- Work order:
The full listing should be written out verbatim, and its images should be dropped.

═══ Supplied data

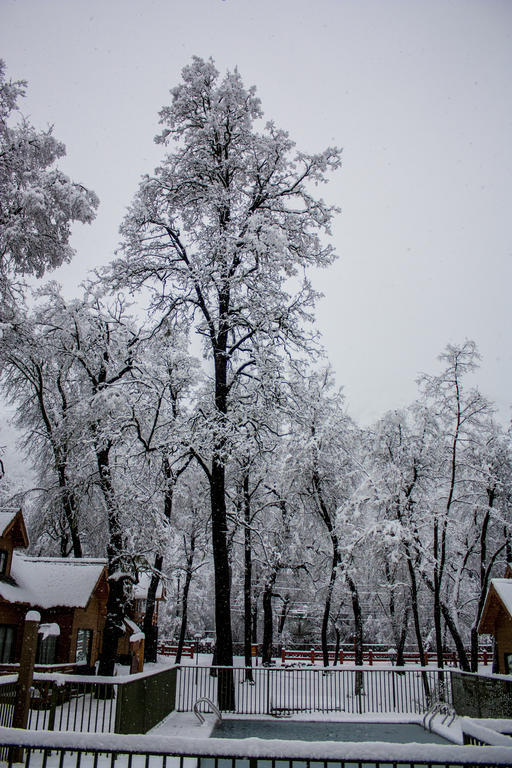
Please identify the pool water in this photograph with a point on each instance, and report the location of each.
(397, 733)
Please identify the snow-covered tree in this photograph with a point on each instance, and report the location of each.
(221, 234)
(38, 202)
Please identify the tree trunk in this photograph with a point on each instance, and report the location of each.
(283, 614)
(266, 650)
(247, 579)
(217, 477)
(68, 507)
(358, 634)
(116, 602)
(328, 600)
(151, 630)
(184, 601)
(338, 645)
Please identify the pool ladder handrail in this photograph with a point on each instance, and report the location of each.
(439, 708)
(199, 714)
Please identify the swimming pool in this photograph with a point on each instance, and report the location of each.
(299, 730)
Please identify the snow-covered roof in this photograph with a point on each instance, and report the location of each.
(7, 515)
(51, 582)
(140, 590)
(504, 589)
(12, 524)
(499, 594)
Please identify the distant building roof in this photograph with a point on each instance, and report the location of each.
(140, 590)
(13, 524)
(51, 582)
(499, 596)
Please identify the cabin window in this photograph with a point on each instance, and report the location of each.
(4, 557)
(46, 650)
(7, 643)
(83, 646)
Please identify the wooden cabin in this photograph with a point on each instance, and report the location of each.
(70, 594)
(497, 620)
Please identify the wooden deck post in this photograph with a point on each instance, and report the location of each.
(25, 677)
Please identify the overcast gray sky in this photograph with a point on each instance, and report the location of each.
(417, 92)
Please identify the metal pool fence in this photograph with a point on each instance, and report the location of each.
(63, 703)
(36, 749)
(136, 703)
(267, 690)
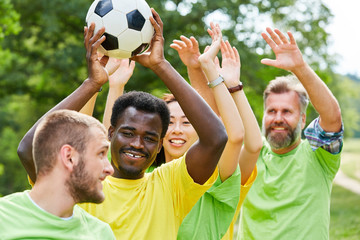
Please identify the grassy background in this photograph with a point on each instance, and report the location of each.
(344, 215)
(345, 205)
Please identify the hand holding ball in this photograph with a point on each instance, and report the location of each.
(128, 29)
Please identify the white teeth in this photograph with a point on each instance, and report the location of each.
(133, 155)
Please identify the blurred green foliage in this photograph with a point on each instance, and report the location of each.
(42, 58)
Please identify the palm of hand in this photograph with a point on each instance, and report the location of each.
(122, 75)
(189, 56)
(230, 70)
(288, 56)
(97, 72)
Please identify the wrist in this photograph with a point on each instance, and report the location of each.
(92, 86)
(236, 88)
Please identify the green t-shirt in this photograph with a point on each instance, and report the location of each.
(290, 198)
(212, 215)
(20, 218)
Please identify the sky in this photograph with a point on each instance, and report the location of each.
(345, 34)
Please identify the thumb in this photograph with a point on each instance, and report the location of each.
(104, 60)
(269, 62)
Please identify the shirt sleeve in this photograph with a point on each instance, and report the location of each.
(186, 191)
(332, 142)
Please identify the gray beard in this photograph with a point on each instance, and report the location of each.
(277, 141)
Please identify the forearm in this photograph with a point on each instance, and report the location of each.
(88, 109)
(252, 139)
(231, 119)
(75, 101)
(252, 135)
(199, 82)
(114, 93)
(203, 119)
(321, 98)
(202, 157)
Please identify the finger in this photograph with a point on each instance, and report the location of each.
(104, 60)
(132, 65)
(206, 48)
(268, 62)
(194, 42)
(211, 33)
(274, 37)
(268, 40)
(88, 32)
(97, 35)
(176, 47)
(229, 50)
(282, 36)
(237, 56)
(217, 63)
(180, 43)
(157, 19)
(186, 41)
(292, 39)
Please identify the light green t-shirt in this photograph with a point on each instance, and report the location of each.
(20, 218)
(212, 215)
(290, 198)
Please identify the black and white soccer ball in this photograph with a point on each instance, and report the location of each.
(128, 29)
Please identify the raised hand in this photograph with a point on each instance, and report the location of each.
(230, 65)
(155, 54)
(188, 50)
(288, 55)
(212, 51)
(96, 67)
(122, 74)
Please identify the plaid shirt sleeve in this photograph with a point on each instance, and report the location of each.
(332, 142)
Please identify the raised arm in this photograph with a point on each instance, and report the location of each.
(76, 100)
(188, 50)
(289, 57)
(227, 108)
(252, 136)
(203, 156)
(110, 67)
(117, 82)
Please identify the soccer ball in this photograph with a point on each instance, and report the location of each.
(128, 29)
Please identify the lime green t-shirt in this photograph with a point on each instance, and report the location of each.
(20, 218)
(290, 198)
(152, 207)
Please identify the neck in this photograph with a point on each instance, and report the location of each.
(53, 197)
(126, 174)
(287, 149)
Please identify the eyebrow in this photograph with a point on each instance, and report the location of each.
(147, 132)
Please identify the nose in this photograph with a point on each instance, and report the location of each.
(177, 129)
(278, 117)
(137, 143)
(108, 169)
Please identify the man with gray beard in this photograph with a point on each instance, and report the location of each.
(290, 198)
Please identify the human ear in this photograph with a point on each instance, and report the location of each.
(160, 145)
(67, 156)
(110, 132)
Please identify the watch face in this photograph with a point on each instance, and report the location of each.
(216, 82)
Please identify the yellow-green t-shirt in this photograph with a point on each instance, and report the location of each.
(152, 207)
(244, 189)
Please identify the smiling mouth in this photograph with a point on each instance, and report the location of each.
(177, 141)
(278, 128)
(133, 155)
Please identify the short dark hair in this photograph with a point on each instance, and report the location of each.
(144, 102)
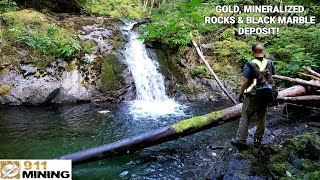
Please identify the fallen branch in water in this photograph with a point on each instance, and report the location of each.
(310, 76)
(212, 72)
(297, 80)
(311, 71)
(301, 98)
(168, 133)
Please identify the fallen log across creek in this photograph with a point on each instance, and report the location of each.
(168, 133)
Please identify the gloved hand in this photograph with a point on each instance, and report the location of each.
(241, 98)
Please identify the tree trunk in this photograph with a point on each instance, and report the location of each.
(310, 76)
(168, 133)
(297, 80)
(311, 71)
(212, 72)
(301, 98)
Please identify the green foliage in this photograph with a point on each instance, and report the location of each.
(117, 8)
(294, 48)
(31, 30)
(172, 22)
(232, 51)
(7, 5)
(199, 70)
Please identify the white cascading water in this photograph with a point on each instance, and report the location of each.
(151, 98)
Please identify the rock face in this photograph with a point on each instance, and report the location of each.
(99, 76)
(32, 90)
(186, 78)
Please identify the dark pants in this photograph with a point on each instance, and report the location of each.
(251, 106)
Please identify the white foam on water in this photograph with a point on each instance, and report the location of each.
(151, 99)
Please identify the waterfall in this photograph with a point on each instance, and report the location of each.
(151, 98)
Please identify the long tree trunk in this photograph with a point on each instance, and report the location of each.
(297, 80)
(168, 133)
(311, 71)
(212, 72)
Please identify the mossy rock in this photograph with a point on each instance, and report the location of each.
(108, 78)
(115, 64)
(52, 5)
(4, 89)
(164, 64)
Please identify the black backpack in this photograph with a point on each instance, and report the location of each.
(265, 89)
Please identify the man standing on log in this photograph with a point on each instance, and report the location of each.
(251, 104)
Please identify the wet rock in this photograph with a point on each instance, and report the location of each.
(71, 6)
(28, 70)
(312, 148)
(71, 90)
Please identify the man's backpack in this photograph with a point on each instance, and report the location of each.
(264, 88)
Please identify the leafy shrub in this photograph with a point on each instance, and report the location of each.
(31, 30)
(117, 8)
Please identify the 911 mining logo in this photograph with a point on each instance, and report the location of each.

══════

- Task output:
Please identify the pool water in this photograph with a point on each instance, and report the location of each.
(397, 733)
Please identify the snow-covered tree in this photograph with a point on each instance, and report the location of each.
(221, 234)
(38, 202)
Please identify the tree trunk in this photograph with a point on each instance, and report the location of each.
(283, 614)
(266, 650)
(247, 579)
(217, 477)
(68, 507)
(358, 634)
(116, 602)
(328, 600)
(151, 630)
(184, 601)
(338, 645)
Please identify the pool ladder handrail in this photograph with a point on each instance, and report the location of each.
(439, 708)
(199, 714)
Please identify the swimming pool in this photograph with a point on each instance, and report the location of each.
(299, 730)
Please identify the snow-covered roof in this photograph with a point on each instance, and report the location of each.
(7, 515)
(51, 582)
(140, 590)
(504, 589)
(12, 524)
(499, 594)
Please identify the distant building roof in this photograph with a point on each instance, and report the location of each.
(140, 590)
(13, 524)
(51, 582)
(499, 596)
Please identify the cabin window in this photograph with a point on each instance, and report the location of each.
(4, 557)
(46, 650)
(7, 643)
(83, 646)
Please identify the wooden cabin in this photograph with a point on each instance, and report the location of each.
(70, 594)
(497, 620)
Please identify the wooden deck post in this photograph with a point on each instance, and report the location of each.
(25, 677)
Please identify the overcast gray sky in this photograph with a point on each instance, and report the location of each.
(417, 92)
Please identify the metal pool fence in this photograph with a point on each instance, and report the location of each.
(63, 703)
(36, 749)
(136, 703)
(267, 690)
Please identify the grassy background in this photograph with a point on each instance, and report the location of each.
(344, 215)
(345, 205)
Please identify the hand holding ball in this photograph with a point on each instance, and report the location of each.
(128, 29)
Please identify the white teeth in this photograph with a point on each instance, and report the location of each.
(133, 155)
Please identify the blurred green foliage in this photograph with a point on each instance, and report the location of each.
(42, 58)
Please identify the palm of hand in this photograph with a point on each instance, and report the location of each.
(122, 75)
(189, 56)
(230, 70)
(288, 56)
(97, 72)
Please identify the wrist in this photograph with a point on each instance, and report the location of each.
(92, 86)
(236, 88)
Please identify the green t-shirt in this photograph with a point on each instance, and report the location of each.
(290, 198)
(212, 215)
(20, 218)
Please identify the sky in this photograph with a point on each instance, and report the location of each.
(345, 34)
Please identify the thumb in this photograph with a point on each instance, and report the location of each.
(104, 60)
(269, 62)
Please identify the shirt sleeve in this photograph with a point on each instance, and report the location of each.
(186, 191)
(332, 142)
Please identify the gray beard in this photograph with a point on each instance, and report the location of each.
(277, 141)
Please identify the forearm in this photograph with a point on each instance, and report the location of each.
(88, 109)
(252, 139)
(231, 119)
(75, 101)
(252, 135)
(199, 82)
(114, 93)
(203, 119)
(321, 98)
(202, 157)
Please identify the finger in this photograph with a point on each instance, and report the location of each.
(104, 60)
(132, 65)
(206, 48)
(268, 62)
(194, 42)
(211, 33)
(274, 37)
(268, 40)
(88, 32)
(97, 35)
(176, 47)
(229, 50)
(282, 36)
(237, 56)
(217, 63)
(180, 43)
(157, 19)
(186, 41)
(292, 39)
Please identify the light green t-shirt in this photograph with a point on each instance, and report the location of each.
(20, 218)
(212, 215)
(290, 198)
Please identify the black and white soccer ball in this photograph with a point on each instance, and report the location of each.
(128, 29)
Please identify the raised hand in this photograph with a point on each instance, and report the location of each.
(230, 65)
(155, 54)
(188, 50)
(288, 55)
(212, 51)
(96, 67)
(122, 74)
Please identify the plaid shirt sleeve in this photograph with a point on each instance, and report the location of each.
(332, 142)
Please identify the raised arm in this photograph with a point on each instance, and report the location of each.
(76, 100)
(188, 50)
(289, 57)
(227, 108)
(252, 136)
(203, 156)
(110, 67)
(117, 82)
Please identify the soccer ball in this photograph with a point on each instance, and report the location of each.
(128, 29)
Please identify the lime green t-shirt in this photograph with a point on each instance, and report the location of each.
(20, 218)
(290, 198)
(152, 207)
Please identify the neck in this photograph with a point on each instance, and report the location of each.
(53, 197)
(126, 174)
(287, 149)
Please identify the eyebrow in this photograph with a point on each instance, and report the location of each.
(147, 132)
Please identify the nose in this photograph with a point on each instance, and report the location of each.
(177, 129)
(278, 117)
(137, 143)
(108, 169)
Please identify the man with gray beard in this photograph with a point on each instance, and report the location of each.
(290, 198)
Please identify the human ear in this photograph with a point on each instance, and report the location of each.
(160, 145)
(67, 156)
(110, 132)
Please identify the watch face in this photograph with a point on each instance, and report the location of each.
(216, 82)
Please identify the yellow-green t-shirt in this photograph with a point on each instance, and report the location of each.
(152, 207)
(244, 189)
Please identify the smiling mouth in this photograph with a point on each instance, and report the location of each.
(177, 141)
(278, 128)
(133, 155)
Please identify the short dark hair in this photograph with a point on each instance, and report the location of each.
(144, 102)
Please identify the fallen branch in water in this photograph with a point on each instance, and report the location of each.
(310, 76)
(212, 72)
(297, 80)
(311, 71)
(301, 98)
(168, 133)
Please identify the fallen log across creek in this photograph with a point on each instance, and report the location of each.
(168, 133)
Please identify the gloved hand in this photograph with a point on each instance, and report the location of each.
(241, 98)
Please identify the tree trunk in this photograph with a point on each instance, and report the location of each.
(310, 76)
(168, 133)
(297, 80)
(311, 71)
(212, 72)
(301, 98)
Please identify the green foliage in this photograph with a point on each instance, and report the location of each.
(117, 8)
(294, 48)
(31, 30)
(172, 22)
(232, 51)
(7, 5)
(199, 70)
Please identify the white cascading water in this photograph with a point on each instance, and report the location of each.
(151, 98)
Please identify the rock face in this photograph with a point on each instance, and report the location of each.
(99, 76)
(32, 90)
(186, 78)
Please identify the dark pants in this photograph with a point on each instance, and report the location of each.
(251, 106)
Please identify the white foam on water in this photograph with a point on each instance, and report the location of each.
(151, 99)
Please identify the waterfall in this photograph with a point on each instance, and report the location of each.
(151, 98)
Please identify the long tree trunk in this photograph with a point on each instance, and report the location of each.
(297, 80)
(168, 133)
(311, 71)
(212, 72)
Please identify the mossy rock in this photograph with a point on each instance, and report the location of each.
(108, 78)
(115, 64)
(52, 5)
(4, 89)
(164, 64)
Please identify the black backpack in this photograph with a point on each instance, and report the location of each.
(265, 89)
Please identify the man standing on log in this photograph with a point on each instance, and report the location of each.
(251, 104)
Please identify the wet rock in this photograph with a point on each instance, and report the location of each.
(71, 6)
(28, 70)
(312, 148)
(71, 90)
Please identify the man's backpack in this photograph with a point on each instance, and report the location of each.
(264, 88)
Please identify the leafy shrub in this photograph with a point on each instance, and report the location of each.
(31, 30)
(117, 8)
Please identify the 911 mining logo in this photograph with a point on each instance, and report the location of each.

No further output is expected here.